▸ Text passage
GCF Supports Safe Shelter and Therapy for Those Fleeing Power-Based Personal Violence
December 15, 2021 – Covington, KY – The Ion Center received a $50,000 grant from Greater Cincinnati Foundation (GCF) to support safe shelter of victims fleeing power-based personal violence in the tristate region and increase access to intersectional trauma-informed mental health services. According to 2021 State of Mental Health in America, due to the prevalence of the pandemic, we are seeing the highest levels of anxiety and depression since March 2020. Providing healthy safe shelter continues to be a challenge in congregate care settings. The funding from GCF would provide 50-80 nights of COVID relief shelter in local hotels (necessary for social distancing and public health) and 350-500 hours of intersectional trauma informed therapy to meet the increased need in our community.
The Ion Center is prioritizing inclusion and prevention across all aspects of their agency, services, and community engagement. Christy Burch, Ion Center CEO says, “everything we do at Ion is either preventing violence from happening or from getting worse. At the root of power-based personal violence is a loss of power. In working with survivors of trauma, they experience a complete loss of control due to abuse. We operate all services and programs through three levels of prevention: primary prevention, secondary prevention and tertiary prevention. Not only are we trying to help those who have already been impacted, but to keep it from ever happening in the first place.”
In 2020 The Ion Center provided 13,083 safe bed nights in their 24/7 emergency shelters and 531 bed nights in hotels due to COVID. Ion served 39,249 meals and provided 6,087 hours of counseling. Providing clients with options of shelter and care, including safe hoteling (when shelters are full and for COVID prevention) and an option to work with a therapist that has similar lived experience, or may be more accessible to them, is a way that The Ion Center can uphold trauma informed care and lessen the impact of violence in people’s lives. The more people who have access to safe shelter the more it helps prevent violence from continuing. “46 years as a foundational community agency, coupled with our commitment to prevention and inclusion, helps prevent further acts of power-based personal violence and creates lasting community change,” says Burch.

▸ Prompt
Continue the news release about the Ion Center's grant from the Greater Cincinnati Foundation, starting after its final sentence.

▸ Data records
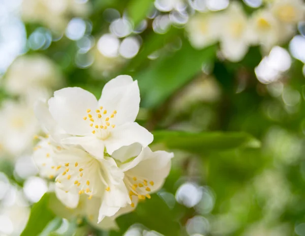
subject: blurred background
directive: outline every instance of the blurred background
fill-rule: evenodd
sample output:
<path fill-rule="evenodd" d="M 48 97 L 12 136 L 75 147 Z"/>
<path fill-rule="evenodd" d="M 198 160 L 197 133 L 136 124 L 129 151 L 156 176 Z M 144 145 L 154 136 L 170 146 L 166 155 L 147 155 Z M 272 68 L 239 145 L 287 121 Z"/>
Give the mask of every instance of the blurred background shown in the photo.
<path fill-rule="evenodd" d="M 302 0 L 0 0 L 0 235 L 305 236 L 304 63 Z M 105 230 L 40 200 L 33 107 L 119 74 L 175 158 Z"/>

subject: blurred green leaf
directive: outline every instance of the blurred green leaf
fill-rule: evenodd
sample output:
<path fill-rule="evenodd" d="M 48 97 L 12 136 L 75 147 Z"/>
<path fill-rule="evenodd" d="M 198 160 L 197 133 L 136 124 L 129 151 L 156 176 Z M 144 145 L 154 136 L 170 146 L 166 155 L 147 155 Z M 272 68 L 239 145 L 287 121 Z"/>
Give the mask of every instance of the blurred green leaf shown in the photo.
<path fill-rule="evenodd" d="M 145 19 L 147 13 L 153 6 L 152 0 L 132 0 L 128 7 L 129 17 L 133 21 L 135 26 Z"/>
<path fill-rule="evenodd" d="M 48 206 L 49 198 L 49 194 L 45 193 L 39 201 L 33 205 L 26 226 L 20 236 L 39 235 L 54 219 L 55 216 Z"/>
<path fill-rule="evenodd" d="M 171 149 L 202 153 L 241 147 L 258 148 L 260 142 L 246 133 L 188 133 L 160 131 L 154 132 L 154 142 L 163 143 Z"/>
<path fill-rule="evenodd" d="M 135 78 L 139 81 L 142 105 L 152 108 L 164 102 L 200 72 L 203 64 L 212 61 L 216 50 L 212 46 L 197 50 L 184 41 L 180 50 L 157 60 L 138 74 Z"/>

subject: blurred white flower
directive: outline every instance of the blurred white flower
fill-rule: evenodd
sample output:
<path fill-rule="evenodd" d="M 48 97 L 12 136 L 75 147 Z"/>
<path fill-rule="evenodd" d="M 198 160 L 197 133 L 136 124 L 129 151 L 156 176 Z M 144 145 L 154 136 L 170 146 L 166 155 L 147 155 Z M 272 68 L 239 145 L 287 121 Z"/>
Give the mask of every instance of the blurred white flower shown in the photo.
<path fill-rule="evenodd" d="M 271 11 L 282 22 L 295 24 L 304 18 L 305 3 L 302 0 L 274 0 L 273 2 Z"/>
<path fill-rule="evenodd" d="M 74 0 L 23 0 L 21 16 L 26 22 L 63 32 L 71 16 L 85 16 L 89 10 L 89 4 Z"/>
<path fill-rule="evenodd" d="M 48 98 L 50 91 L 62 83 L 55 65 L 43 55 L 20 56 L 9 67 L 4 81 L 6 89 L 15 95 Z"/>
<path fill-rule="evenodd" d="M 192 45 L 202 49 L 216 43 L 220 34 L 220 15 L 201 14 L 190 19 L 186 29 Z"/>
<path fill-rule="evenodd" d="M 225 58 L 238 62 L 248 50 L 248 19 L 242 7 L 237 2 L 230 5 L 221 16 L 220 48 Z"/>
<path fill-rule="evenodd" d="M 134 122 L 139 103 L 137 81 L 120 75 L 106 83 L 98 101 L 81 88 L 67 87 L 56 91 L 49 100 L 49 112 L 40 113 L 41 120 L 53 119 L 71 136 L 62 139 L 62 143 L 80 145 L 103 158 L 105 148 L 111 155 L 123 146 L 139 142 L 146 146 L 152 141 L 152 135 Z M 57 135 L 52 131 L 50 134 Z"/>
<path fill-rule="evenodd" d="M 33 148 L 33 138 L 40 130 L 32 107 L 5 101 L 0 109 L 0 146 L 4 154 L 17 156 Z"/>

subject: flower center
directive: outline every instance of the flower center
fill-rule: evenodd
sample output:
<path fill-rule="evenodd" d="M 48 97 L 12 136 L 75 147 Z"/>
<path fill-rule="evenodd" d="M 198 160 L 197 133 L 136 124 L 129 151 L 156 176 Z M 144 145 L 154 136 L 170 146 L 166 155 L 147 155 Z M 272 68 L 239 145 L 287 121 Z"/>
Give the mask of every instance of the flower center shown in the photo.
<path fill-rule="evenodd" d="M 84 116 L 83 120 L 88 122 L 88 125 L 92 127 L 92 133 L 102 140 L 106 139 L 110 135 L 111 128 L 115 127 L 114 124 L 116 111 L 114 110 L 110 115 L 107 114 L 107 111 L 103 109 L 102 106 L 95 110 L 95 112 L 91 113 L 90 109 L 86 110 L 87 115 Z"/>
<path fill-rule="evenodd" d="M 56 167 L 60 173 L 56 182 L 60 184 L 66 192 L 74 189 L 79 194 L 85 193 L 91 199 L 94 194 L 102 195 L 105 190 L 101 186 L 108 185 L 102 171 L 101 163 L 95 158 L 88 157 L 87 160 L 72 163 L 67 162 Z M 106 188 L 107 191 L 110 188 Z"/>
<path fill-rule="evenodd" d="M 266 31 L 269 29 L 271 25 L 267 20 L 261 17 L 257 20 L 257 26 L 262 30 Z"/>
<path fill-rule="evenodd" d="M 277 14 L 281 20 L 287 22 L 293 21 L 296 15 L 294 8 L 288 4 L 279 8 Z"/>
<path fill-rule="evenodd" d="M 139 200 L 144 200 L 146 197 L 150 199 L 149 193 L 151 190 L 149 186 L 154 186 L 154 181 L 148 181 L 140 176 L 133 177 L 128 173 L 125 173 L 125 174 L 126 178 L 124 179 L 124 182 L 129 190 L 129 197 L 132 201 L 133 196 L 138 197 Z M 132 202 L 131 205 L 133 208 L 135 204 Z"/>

==

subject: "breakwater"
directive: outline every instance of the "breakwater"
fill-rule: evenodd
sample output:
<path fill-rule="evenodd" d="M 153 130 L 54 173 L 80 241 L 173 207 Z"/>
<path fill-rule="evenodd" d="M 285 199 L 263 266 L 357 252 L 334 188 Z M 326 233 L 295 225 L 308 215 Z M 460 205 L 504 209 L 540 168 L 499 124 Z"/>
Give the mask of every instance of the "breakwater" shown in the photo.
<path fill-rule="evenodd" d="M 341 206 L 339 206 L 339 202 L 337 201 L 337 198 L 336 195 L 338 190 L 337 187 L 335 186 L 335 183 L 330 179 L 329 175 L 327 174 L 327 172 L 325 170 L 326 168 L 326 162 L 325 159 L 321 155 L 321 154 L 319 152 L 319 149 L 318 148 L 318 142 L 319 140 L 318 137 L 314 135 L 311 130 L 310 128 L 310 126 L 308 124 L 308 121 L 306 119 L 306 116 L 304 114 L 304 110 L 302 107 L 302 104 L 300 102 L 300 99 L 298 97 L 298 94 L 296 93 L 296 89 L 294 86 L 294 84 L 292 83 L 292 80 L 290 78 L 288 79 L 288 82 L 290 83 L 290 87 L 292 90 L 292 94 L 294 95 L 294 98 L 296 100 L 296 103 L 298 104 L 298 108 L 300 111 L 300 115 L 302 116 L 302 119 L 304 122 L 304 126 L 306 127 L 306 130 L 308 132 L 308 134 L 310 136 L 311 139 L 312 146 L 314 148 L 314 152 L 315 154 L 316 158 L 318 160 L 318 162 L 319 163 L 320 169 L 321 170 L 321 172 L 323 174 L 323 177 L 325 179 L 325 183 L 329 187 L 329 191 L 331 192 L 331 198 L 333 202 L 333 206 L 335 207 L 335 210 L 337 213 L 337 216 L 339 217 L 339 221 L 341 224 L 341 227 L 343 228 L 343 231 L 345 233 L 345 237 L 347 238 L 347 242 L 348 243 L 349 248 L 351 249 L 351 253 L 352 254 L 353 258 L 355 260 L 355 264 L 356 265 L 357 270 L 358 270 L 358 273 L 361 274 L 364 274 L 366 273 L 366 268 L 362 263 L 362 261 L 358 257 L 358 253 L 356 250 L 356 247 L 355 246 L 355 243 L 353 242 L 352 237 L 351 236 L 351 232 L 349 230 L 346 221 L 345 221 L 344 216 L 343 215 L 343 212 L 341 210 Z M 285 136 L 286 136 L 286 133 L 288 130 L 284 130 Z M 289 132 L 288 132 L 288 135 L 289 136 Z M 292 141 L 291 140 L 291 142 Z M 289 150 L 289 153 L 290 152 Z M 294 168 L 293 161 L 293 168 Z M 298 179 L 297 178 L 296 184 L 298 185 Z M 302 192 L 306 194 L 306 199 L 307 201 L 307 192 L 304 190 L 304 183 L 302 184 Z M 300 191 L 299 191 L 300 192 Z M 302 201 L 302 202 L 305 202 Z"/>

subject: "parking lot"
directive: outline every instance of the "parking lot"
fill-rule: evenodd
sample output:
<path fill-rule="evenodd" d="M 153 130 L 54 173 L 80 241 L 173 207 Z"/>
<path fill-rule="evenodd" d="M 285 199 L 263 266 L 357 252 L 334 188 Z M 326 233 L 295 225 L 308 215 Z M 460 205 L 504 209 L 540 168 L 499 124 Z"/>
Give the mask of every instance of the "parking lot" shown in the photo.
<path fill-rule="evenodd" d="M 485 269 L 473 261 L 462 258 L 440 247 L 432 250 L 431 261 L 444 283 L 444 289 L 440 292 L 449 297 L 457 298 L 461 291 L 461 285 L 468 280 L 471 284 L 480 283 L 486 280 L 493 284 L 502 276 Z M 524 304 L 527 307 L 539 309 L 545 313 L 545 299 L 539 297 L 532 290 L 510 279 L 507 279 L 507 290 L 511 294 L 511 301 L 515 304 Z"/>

▸ Response
Not only will this grant ensure vulnerable residents in our region have access to food and shelter through two emergency shelters, but will increase access to well-integrated and/or trauma informed mental health services. Therapy is expensive and it is critical that services at The Ion Center remain free. At Ion a survivor is never responsible for cost for their healing. Ion recognizes that the intersectional nature of a client’s trauma may mean they do not have the privileges that allow access to quality intersectional therapy services. Christy Burch says, “we want Ion to be safe and affirming, and we recognize it may be difficult for many reasons to walk through the door. Providing options for therapists in the community can be an extension of care and support that we strive to offer. This grant allows us to remove barriers for more survivors in our community by offering more safe bed nights and additional much needed expansion of therapy services.”